Information given:
↓↓↓

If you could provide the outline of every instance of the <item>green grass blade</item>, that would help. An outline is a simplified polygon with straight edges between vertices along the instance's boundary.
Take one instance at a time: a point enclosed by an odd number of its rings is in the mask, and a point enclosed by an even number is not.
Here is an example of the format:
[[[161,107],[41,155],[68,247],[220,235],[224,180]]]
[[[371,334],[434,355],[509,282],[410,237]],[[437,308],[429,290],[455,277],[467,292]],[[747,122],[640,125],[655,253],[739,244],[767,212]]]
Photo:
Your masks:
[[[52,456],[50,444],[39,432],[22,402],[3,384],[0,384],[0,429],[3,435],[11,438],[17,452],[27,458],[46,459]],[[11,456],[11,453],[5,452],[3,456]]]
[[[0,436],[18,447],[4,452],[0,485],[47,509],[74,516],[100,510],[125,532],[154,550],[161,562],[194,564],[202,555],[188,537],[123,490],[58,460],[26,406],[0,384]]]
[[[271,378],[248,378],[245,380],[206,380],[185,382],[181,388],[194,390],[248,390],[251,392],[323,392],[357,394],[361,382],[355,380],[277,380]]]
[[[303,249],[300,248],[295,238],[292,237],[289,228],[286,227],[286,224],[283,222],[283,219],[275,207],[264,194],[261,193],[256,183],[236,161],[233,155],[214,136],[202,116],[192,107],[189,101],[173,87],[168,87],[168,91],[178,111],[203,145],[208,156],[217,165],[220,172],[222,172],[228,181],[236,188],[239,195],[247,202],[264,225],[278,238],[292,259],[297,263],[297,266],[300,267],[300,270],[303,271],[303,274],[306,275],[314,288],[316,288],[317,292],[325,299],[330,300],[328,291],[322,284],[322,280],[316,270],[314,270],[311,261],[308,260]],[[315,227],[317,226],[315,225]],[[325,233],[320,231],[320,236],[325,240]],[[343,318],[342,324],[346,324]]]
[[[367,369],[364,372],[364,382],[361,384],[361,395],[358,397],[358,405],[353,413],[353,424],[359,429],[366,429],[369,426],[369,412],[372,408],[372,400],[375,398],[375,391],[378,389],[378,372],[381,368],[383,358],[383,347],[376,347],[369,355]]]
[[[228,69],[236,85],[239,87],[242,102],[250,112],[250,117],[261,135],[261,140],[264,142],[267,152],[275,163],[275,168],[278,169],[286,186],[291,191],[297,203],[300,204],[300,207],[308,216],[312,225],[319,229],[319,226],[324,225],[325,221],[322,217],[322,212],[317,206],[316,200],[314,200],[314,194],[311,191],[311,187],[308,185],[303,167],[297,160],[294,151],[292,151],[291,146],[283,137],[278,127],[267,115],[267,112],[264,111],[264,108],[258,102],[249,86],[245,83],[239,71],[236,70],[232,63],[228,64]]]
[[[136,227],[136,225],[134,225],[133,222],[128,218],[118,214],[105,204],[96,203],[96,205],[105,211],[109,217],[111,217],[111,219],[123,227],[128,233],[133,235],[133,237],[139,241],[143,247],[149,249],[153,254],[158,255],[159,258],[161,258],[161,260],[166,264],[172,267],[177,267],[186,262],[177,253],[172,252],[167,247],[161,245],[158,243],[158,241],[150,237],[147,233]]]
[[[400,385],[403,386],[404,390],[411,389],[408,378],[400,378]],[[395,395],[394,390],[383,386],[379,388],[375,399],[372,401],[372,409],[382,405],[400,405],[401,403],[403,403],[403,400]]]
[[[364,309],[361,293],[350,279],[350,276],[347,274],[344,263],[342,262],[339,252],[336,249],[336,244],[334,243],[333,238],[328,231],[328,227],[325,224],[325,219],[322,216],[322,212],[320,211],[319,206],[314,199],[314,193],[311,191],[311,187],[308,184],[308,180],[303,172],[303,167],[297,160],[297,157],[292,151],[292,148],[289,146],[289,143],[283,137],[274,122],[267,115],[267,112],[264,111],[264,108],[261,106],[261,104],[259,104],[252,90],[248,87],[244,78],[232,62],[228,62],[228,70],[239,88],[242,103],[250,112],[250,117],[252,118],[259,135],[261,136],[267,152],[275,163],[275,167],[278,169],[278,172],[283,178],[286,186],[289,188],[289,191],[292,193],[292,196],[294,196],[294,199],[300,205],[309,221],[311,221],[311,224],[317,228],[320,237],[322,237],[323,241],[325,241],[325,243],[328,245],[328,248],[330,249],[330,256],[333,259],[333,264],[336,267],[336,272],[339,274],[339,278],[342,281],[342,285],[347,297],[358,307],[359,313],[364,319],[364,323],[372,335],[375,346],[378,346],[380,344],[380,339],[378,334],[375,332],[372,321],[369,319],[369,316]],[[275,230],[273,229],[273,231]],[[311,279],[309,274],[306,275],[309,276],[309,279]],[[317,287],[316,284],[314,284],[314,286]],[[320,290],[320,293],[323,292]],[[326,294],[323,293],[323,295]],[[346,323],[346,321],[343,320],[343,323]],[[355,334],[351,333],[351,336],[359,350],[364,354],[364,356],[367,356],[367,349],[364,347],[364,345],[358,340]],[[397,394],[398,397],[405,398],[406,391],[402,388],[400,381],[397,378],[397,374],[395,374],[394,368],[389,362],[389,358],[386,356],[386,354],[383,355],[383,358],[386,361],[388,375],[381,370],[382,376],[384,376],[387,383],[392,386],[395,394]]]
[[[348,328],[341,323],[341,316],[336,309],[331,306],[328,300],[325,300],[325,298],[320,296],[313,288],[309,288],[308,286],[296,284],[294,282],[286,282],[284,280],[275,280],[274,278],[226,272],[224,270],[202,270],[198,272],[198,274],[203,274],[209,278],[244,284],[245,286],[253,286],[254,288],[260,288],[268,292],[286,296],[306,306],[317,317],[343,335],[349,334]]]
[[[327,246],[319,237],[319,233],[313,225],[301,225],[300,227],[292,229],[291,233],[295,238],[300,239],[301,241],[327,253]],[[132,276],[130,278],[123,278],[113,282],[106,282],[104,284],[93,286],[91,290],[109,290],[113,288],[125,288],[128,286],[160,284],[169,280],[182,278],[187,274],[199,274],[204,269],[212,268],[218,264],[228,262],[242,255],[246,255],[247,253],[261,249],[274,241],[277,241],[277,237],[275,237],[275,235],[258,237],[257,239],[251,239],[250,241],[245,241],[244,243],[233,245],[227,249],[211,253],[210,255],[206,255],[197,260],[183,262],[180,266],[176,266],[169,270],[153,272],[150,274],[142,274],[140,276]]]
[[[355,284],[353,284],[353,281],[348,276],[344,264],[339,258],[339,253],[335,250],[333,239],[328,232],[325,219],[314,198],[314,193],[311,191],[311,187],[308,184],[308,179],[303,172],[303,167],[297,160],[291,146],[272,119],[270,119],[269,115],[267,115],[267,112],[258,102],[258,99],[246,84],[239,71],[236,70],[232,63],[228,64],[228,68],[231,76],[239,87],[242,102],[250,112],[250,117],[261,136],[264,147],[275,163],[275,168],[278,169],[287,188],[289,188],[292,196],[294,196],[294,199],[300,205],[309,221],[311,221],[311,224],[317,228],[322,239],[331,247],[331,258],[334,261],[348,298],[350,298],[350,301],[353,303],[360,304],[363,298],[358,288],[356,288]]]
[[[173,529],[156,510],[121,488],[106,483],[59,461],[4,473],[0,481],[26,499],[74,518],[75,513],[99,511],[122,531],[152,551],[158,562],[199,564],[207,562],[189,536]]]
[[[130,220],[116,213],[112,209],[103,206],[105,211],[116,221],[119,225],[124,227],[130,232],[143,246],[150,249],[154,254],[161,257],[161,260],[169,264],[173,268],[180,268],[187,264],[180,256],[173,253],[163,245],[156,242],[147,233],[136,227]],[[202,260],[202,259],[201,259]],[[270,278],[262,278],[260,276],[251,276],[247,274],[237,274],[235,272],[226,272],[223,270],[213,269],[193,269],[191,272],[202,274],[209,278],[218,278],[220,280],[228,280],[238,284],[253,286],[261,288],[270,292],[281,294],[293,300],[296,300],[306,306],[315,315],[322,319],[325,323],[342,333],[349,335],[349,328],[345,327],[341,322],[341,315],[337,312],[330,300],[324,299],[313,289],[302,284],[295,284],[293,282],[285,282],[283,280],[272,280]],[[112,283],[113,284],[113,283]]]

↑↑↑

How to complete this task:
Scan the entries above for the line containing "Take one instance", and copy it and all lines after it exactly, down to and including the line containing "[[[161,107],[41,155],[68,247],[220,235],[224,180]]]".

Reply:
Take one instance at a time: a point enclosed by an odd number of its rings is in the mask, and a point enclosed by an even number is not.
Here is an example of the format:
[[[161,107],[41,155],[68,247],[220,235],[224,180]]]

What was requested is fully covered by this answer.